#### [DOKUMENTAUSZUG]
Haben Sie den Bischof früh einbezogen?

Bolzern: Er weiss schon eine Weile Bescheid. Aber ich musste zuerst für mich klären, was ich wirklich will. Erst als klar war, dass ich den Weg mit meiner Partnerin weitergehen will, gelangte ich an den Bischof.

«Priester bleiben und eine Beziehung leben: Das war für mich kein Weg.»

Es gibt auch heimliche Beziehungen…

Bolzern: Das wollte ich nicht – und meine Partnerin auch nicht. Priester bleiben und eine Beziehung leben: Das war für mich kein Weg. Die Beziehung beenden ging für mich ebenso wenig. Deshalb wandte ich mich dann an den Bischof.

«Meine Partnerin und ich haben uns in der Pfarrei kennen gelernt.»

Ihre Partnerin Katja Deutschmann ist Kirchenmusikerin. Wie haben Sie einander kennen gelernt?

Bolzern: Wir haben beide bis vor kurzem in der Pfarrei St. Peter und Paul in Aarau gearbeitet und uns da kennen gelernt. Die Liebe ist langsam gewachsen.

#### [ZIEL DER ÜBUNG]
Was sagt der Dokumentauszug oben zu diesen Fragen?
1. Wann wandte sich Bolzern an den Bischof?
2. Welchen Beruf hat Katja Deutschmann?
3. Wo haben Bolzern und seine Partnerin einander kennen gelernt?

#### [DATENAUSZUG]
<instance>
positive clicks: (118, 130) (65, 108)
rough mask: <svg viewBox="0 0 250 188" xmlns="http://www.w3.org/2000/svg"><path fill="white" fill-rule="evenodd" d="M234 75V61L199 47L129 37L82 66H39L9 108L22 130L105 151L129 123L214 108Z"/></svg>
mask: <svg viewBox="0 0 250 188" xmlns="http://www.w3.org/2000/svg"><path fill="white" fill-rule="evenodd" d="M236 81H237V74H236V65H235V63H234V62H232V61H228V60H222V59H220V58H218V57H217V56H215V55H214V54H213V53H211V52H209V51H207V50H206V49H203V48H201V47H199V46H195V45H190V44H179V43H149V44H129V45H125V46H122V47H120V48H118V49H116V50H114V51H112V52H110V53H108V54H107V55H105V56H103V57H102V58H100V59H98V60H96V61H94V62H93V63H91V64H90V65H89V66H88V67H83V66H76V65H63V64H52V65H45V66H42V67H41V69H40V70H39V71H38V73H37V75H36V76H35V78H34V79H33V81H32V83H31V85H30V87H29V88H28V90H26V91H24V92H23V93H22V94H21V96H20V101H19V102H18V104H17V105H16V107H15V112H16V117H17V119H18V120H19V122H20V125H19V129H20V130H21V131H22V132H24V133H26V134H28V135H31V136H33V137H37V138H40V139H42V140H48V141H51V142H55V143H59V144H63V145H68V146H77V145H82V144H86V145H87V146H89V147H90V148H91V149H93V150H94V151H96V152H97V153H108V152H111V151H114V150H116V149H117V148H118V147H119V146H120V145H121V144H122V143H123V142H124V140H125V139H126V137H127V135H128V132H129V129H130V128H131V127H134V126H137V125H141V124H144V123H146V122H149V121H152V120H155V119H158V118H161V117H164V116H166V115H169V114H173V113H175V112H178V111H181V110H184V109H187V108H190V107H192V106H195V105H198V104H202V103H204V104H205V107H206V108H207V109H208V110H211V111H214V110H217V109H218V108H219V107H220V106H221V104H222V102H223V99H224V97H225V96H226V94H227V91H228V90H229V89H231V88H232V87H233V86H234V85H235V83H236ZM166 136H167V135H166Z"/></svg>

#### [AUSGABE]
1. Erst als für ihn klar war, dass er den Weg mit seiner Partnerin weitergehen will.
2. Sie ist Kirchenmusikerin.
3. In der Pfarrei St. Peter und Paul in Aarau, wo beide bis vor kurzem gearbeitet haben.